### SELECTED TEXT
Information Age

The Information Age^[a] is a historical period that began in the middle of the 20th century. It is defined by a quick change from older industries, like those created during the Industrial Revolution, to an economy focused on information technology. The start of the Information Age is often connected to the invention of the transistor in 1947.^[2] This technological step forward greatly changed how information is handled and sent.

According to the United Nations Public Administration Network, the Information Age was made possible by taking advantage of smaller computers and computer parts.^[3] This led to modern information systems and internet communication becoming the main force behind social evolution.^[4]

There is an ongoing discussion about whether the Third Industrial Revolution has ended and if the Fourth Industrial Revolution has already begun because of recent progress in areas like artificial intelligence and biotechnology.^[5] It is suggested that this next change might bring about the Imagination Age, the Internet of things (IoT), and fast advances in machine learning.

History

Further information: History of computing hardware

The digital revolution changed technology from a continuous analog format to a discrete digital format. This change made it possible to create perfect copies that were exactly the same as the original. For example, in digital communication, special hardware could boost the digital signal and send it along without losing any information. Just as important to this revolution was the ability to easily move digital information between different media and to access or share it from far away. One major moment in the revolution was the change from analog to digitally recorded music.^[6] During the 1980s, the digital format of optical compact discs (CDs) slowly replaced analog formats, such as vinyl records and cassette tapes, as the most popular choice.^[7]

Previous inventions

Humans have been making tools for counting and calculating since ancient times, such as the abacus, astrolabe, equatorium, and mechanical clocks. More complex tools started to appear in the 1600s, including the slide rule and mechanical calculators. By the early 1800s, the Industrial Revolution had led to mass-market calculators like the arithmometer and the enabling technology of the punch card. Charles Babbage proposed a mechanical, general-purpose computer called the Analytical Engine, but it was never built successfully and was largely forgotten by the 20th century. Most inventors of modern computers were unaware of it.

The Second Industrial Revolution in the last 25 years of the 19th century led to useful electrical circuits and the telegraph. In the 1880s, Herman Hollerith created electromechanical counting and calculating devices using punch cards and unit record equipment, which became widely used in business and government.

### HOW TO COMPLETE THIS TASK
List every counting and calculating tool that the passage on the Information Age says humans have made since ancient times.

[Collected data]
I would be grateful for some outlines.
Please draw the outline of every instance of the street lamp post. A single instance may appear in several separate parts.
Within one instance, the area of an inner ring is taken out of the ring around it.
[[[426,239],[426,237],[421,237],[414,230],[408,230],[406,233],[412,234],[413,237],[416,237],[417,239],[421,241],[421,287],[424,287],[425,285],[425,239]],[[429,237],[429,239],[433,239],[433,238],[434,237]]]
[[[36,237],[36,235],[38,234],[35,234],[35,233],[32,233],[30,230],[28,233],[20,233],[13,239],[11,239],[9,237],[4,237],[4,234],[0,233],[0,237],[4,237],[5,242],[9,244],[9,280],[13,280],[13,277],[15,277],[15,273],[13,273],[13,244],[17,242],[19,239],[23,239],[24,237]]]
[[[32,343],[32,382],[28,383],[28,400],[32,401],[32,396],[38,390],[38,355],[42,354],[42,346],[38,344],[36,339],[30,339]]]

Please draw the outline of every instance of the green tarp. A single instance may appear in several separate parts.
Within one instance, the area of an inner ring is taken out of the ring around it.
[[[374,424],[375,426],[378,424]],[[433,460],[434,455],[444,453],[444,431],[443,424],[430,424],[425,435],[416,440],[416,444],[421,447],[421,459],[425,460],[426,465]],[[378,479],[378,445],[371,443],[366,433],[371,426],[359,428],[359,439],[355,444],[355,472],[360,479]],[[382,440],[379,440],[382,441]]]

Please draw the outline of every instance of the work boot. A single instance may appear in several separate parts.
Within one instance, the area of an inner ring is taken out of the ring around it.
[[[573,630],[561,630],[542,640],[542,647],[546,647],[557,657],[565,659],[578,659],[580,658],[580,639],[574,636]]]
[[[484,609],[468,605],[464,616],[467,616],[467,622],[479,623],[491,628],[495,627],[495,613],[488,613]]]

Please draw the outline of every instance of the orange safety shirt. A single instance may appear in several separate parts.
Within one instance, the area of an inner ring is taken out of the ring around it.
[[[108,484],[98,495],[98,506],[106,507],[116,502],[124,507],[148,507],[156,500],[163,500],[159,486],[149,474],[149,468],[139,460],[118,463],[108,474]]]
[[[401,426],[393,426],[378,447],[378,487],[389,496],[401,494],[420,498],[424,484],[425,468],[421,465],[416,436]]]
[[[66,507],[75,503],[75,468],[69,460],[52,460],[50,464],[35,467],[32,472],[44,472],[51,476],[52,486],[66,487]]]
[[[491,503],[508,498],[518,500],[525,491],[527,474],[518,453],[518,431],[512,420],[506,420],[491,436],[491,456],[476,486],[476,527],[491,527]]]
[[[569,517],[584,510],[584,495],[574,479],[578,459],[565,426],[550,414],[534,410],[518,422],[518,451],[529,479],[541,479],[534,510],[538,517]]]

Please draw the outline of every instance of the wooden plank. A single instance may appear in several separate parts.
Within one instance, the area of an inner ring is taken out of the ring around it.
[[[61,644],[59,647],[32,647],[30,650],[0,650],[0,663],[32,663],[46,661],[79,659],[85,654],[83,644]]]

### THE ANSWER
abacus
astrolabe
equatorium
mechanical clocks